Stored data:
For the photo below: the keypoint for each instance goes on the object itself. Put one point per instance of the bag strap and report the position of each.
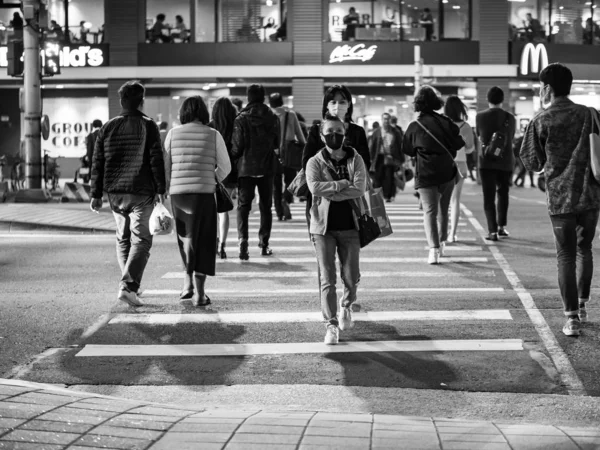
(435, 139)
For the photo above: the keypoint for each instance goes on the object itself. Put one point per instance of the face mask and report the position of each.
(334, 141)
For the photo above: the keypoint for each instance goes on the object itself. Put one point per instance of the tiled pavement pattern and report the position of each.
(42, 417)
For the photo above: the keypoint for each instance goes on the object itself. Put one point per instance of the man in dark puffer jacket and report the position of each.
(255, 139)
(128, 165)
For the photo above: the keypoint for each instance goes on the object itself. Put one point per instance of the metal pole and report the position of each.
(418, 68)
(33, 99)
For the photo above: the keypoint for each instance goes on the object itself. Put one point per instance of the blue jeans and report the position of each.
(347, 245)
(436, 199)
(134, 239)
(573, 236)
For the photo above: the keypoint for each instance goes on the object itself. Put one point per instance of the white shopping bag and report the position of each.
(161, 220)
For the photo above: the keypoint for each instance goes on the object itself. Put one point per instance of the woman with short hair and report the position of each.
(223, 116)
(195, 159)
(434, 140)
(337, 178)
(456, 110)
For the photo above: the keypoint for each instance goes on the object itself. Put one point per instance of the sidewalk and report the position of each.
(37, 416)
(73, 217)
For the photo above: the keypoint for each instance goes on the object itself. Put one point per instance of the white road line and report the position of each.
(309, 274)
(185, 350)
(234, 293)
(302, 260)
(310, 316)
(567, 373)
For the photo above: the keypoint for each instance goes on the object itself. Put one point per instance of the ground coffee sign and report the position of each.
(94, 55)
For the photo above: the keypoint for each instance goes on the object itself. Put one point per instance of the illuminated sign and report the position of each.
(358, 52)
(536, 55)
(71, 56)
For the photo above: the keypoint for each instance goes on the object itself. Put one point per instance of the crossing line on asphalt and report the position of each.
(186, 350)
(567, 373)
(233, 293)
(310, 316)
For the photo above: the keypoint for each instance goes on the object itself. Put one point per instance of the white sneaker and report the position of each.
(434, 256)
(346, 319)
(130, 298)
(332, 336)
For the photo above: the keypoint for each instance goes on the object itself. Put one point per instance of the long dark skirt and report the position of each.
(196, 226)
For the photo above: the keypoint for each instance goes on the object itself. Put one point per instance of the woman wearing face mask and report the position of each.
(337, 178)
(337, 101)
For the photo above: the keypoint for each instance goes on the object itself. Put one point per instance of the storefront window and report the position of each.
(396, 20)
(78, 21)
(11, 27)
(252, 20)
(559, 21)
(168, 22)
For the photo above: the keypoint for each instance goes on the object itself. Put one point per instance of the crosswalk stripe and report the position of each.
(309, 274)
(310, 316)
(184, 350)
(314, 291)
(301, 260)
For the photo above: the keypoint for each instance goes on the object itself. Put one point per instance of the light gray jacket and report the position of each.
(326, 190)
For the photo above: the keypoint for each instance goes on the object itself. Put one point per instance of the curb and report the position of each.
(19, 227)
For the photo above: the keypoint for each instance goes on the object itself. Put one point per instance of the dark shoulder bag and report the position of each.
(496, 148)
(368, 229)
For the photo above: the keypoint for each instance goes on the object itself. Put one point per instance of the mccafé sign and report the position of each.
(359, 52)
(72, 56)
(534, 58)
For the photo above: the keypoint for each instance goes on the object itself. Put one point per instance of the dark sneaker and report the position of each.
(572, 327)
(503, 232)
(244, 255)
(492, 237)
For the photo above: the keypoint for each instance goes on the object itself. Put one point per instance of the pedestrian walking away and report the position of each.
(336, 176)
(434, 140)
(223, 116)
(456, 110)
(338, 102)
(557, 142)
(386, 156)
(496, 130)
(292, 140)
(255, 139)
(128, 165)
(195, 159)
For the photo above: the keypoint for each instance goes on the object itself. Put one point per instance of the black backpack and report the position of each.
(495, 150)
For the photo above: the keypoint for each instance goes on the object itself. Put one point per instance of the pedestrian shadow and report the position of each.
(419, 370)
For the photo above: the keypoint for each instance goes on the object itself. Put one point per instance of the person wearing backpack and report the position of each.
(256, 137)
(496, 130)
(557, 141)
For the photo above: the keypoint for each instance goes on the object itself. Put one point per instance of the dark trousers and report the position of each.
(573, 236)
(134, 240)
(281, 182)
(495, 182)
(246, 187)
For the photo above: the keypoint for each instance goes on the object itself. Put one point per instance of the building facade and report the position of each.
(298, 48)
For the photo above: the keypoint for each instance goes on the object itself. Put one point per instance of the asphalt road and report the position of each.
(58, 299)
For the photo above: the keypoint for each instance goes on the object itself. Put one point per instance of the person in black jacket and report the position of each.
(255, 141)
(434, 140)
(128, 165)
(337, 101)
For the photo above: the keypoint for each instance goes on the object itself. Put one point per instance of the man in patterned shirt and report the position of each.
(557, 142)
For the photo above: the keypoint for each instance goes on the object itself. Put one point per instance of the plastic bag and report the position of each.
(161, 220)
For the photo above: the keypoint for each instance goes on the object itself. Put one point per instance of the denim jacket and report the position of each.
(325, 189)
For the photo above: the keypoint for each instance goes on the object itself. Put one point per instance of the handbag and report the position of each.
(457, 177)
(595, 145)
(298, 186)
(291, 151)
(224, 201)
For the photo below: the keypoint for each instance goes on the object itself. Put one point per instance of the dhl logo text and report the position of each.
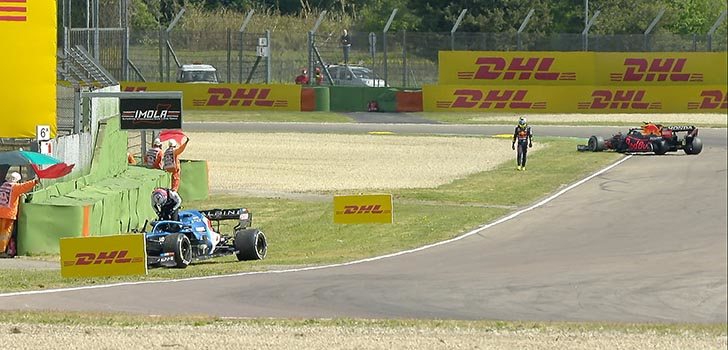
(657, 69)
(518, 68)
(363, 209)
(712, 99)
(239, 97)
(495, 99)
(111, 257)
(620, 99)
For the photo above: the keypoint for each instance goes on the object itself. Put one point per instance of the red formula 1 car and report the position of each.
(650, 137)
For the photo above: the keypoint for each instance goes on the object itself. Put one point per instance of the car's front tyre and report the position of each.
(250, 244)
(180, 246)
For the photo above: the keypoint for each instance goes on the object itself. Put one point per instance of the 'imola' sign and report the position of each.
(151, 113)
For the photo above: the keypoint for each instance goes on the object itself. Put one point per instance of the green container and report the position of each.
(193, 182)
(322, 98)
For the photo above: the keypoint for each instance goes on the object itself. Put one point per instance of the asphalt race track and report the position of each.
(644, 241)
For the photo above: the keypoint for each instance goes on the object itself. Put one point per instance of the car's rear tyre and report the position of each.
(250, 244)
(660, 147)
(694, 147)
(596, 144)
(179, 244)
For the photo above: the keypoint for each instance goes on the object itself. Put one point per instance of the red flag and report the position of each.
(177, 135)
(54, 171)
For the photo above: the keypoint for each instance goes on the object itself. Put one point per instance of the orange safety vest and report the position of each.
(153, 158)
(9, 195)
(171, 158)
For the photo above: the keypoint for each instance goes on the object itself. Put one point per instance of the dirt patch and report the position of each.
(237, 336)
(286, 162)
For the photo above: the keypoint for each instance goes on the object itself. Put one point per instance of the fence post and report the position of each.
(523, 26)
(161, 54)
(384, 44)
(585, 33)
(404, 58)
(714, 28)
(229, 52)
(125, 55)
(455, 28)
(649, 29)
(240, 50)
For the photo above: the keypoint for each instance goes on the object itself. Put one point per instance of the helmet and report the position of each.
(14, 177)
(159, 197)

> [Problem to work on]
Retype the data above exactly. Leave the pictures out.

> [Worked solution]
For the photo below: the keypoint for each instance goes on the object itself. Put one point per instance of the bag strap and report the position of each.
(435, 139)
For the photo above: the keypoint for each instance goes on the object itself. Put one point per instance of the face mask and report the position of each.
(334, 141)
For the photo above: the keypoint for each instance goes on the object itself. Put one point per instance of the tiled pavement pattern and report the position of each.
(42, 417)
For the photo above: the keypoint for each instance goes on the object itself. Put one point per instance of the man in dark puffer jacket and report the position of each.
(255, 139)
(128, 165)
For the photo above: the keypoint for each instance goes on the object itself. Put one point per instance of the metal pole and report the position of each.
(418, 68)
(33, 99)
For the photo above: the keypoint for each instance goes on the object itself. Put one point per instance of the blue jeans and report the position of each.
(347, 245)
(436, 199)
(134, 239)
(573, 236)
For the photo above: the keypoint for each instance goes on the object itself. Put one point per instance of the white shopping bag and report the position of each.
(161, 220)
For the photo above: the keypoint for each instance goes on the object itself. Put one point per instance of the woman with short hair and report the position of each.
(223, 116)
(195, 159)
(434, 140)
(337, 178)
(456, 110)
For the photo above: the keypoint for each instance goes on the object itself. Put one point per instance of the sidewalk and report the position of each.
(37, 416)
(73, 217)
For the photo above: the keypoint for each instance goes on the object itself. Put one point per instance of the white road line and report the position of each.
(309, 274)
(185, 350)
(234, 293)
(302, 260)
(310, 316)
(567, 373)
For the photo above: the keypoint for each instance goes on the object itself. Put one point per instance of the ground coffee sign and report the position of each.
(94, 55)
For the photo above: the keypoint for each instance goes on the object itself. Put one point per instance of the illuminated sign and report the position of each.
(358, 52)
(536, 55)
(71, 56)
For the photo above: the keypoint for each instance goes on the object itself. Put one point per instance of the crossing line on asphalt and report the position of each.
(186, 350)
(567, 373)
(233, 293)
(310, 316)
For the photo above: the keypoint for each instance goes on the object itself. Put one point per instance of the white sneaker and report the position of each.
(434, 256)
(346, 319)
(130, 298)
(332, 336)
For the photo above: the keypoint for each instance goes on the object itself. Put one point per instance of the long dark skirt and report the position of each.
(196, 226)
For the photo above: the keypoint for each instance goes on the object itself. Put one point per instance of the woman wearing face mask and report the position of each.
(337, 178)
(337, 101)
For the photo above: the keypoint for each instance goes on the object itself. Put one point per instance of the storefront window and report the position of each.
(396, 20)
(78, 21)
(11, 27)
(252, 20)
(559, 21)
(168, 22)
For the photo above: the keypoint for each instance goes on the object itself. Put one point per instance of the crosswalk stripe and report the position of each.
(309, 274)
(310, 316)
(184, 350)
(314, 291)
(301, 260)
For the photo above: the keypoint for each instance goes on the object itself. Put one point per instance of the light gray jacket and report the position of each.
(326, 190)
For the photo above: the keypoint for each instance goes on the object itself. Put one point per instance of the curb and report the position of each.
(19, 227)
For the photo above: the keypoint for each instance goes on the object itself. Put one point per instance of the dark shoulder bag and report the position of each.
(496, 148)
(368, 229)
For the photo above: the keypoint for each instance goes on the object itself. Put one point per instance of the mccafé sign and report the position of each.
(359, 52)
(72, 56)
(534, 58)
For the photo above: the keypoint for each instance goes on the object itself. Put one point per instance of the dark sneaker and report the position of each.
(572, 327)
(503, 232)
(244, 255)
(492, 237)
For the photo above: the keypoint for each instance goes on the object itself. Put one point per instance of the pedestrian walking away and report the position of each.
(336, 176)
(434, 140)
(223, 116)
(456, 110)
(338, 102)
(557, 142)
(386, 156)
(496, 130)
(292, 140)
(255, 139)
(128, 165)
(195, 159)
For the photo above: the keypoint for each instance goes on the object itself. Put one point per instance of the black backpack and report the position of each.
(495, 150)
For the photo above: the keypoint for each instance goes on the object itself. Put one point per instance of the pedestrian shadow and report the position of each.
(419, 370)
For the photo above: the keypoint for each instance goes on the object itself. Put one point per instance of the person wearing backpack and report the position of each.
(256, 137)
(496, 130)
(557, 141)
For the photo above: the keypoint for each instance goes on the object itself. Put one point per instance of the dark trousers and report the position of each.
(573, 236)
(134, 240)
(281, 182)
(495, 182)
(246, 187)
For the photo above: the keypoint for each instance goes on the object itself. Put one point per instance of the building facade and report the position of each.
(298, 48)
For the photo above: the keypoint for each instance goes on the object itself. Put one point per instance of the asphalt road and report the position of each.
(58, 299)
For the photo above: the keypoint for each instance goes on the object itself. Put one point per instance of the person in black jacket and report the position of each.
(255, 141)
(434, 140)
(128, 165)
(337, 101)
For the photo above: the keypoint for each instance goes on the object itself. Put one point per instance of the man in patterned shirt and report the position of each.
(557, 142)
For the photo above: the keypoint for each instance goes on the object itself. Put one point per instance of the plastic bag and report the position of each.
(161, 220)
For the photo above: the keypoint for each instance goes on the object itself. Put one point per instance of the denim jacket and report the position of each.
(325, 189)
For the photo above: the keypoint for each instance goes on the object itself. Put one point per instance of the handbag and report the position of each.
(457, 177)
(595, 145)
(298, 186)
(291, 151)
(224, 201)
For the photo below: the keypoint for each instance goes on the object itself. Put one point per instance of the dhl logo text and report the position of each.
(657, 69)
(518, 68)
(363, 209)
(712, 99)
(239, 97)
(495, 99)
(111, 257)
(620, 99)
For the photo above: the keypoint for each instance goes on the object itself. Put one point per instance of the red formula 1 car and report the position of each.
(650, 137)
For the photo above: the keypoint for each instance goes on the object itself. Put one point per instance of the car's front tyre and report the position of each.
(250, 244)
(180, 246)
For the photo above: the keypoint for each instance goes on the object itself. Put one point per instance of the 'imola' sign and report the position of each.
(151, 113)
For the photo above: the keypoint for each instance goes on the object itself. Put one point per instance of the green container and report the position of each.
(193, 182)
(322, 98)
For the photo above: the keypoint for each instance goes on the object itself. Put one point per instance of the asphalt race track and report the position of each.
(644, 241)
For the photo above: the keypoint for each instance goes on the object itself. Put one point per instance of the car's rear tyre and report the position of each.
(250, 244)
(660, 147)
(694, 147)
(596, 144)
(179, 244)
For the photo above: the keypoint for each instance goes on the object itself. Put one point per instance of the red flag and report the position of each.
(177, 135)
(54, 171)
For the photo above: the keypoint for each instance goes on the object itself. Put one point per instance of the orange safety vest and report the position of each.
(153, 158)
(9, 195)
(171, 158)
For the photo above: the keypoint for each instance goes on the object itself. Put one point per instance of the dirt patch and report the position of each.
(237, 336)
(286, 162)
For the photo above: the keypoint for each instance goes on the object itself. Put one point per instance of the fence post and report the position of each.
(523, 26)
(161, 54)
(384, 44)
(585, 33)
(404, 58)
(714, 28)
(229, 52)
(125, 55)
(455, 28)
(649, 29)
(240, 50)
For the photo above: the keypoint for each instance goes on the object itself. Put one point per instance of the helmet and report the position of each.
(14, 177)
(159, 197)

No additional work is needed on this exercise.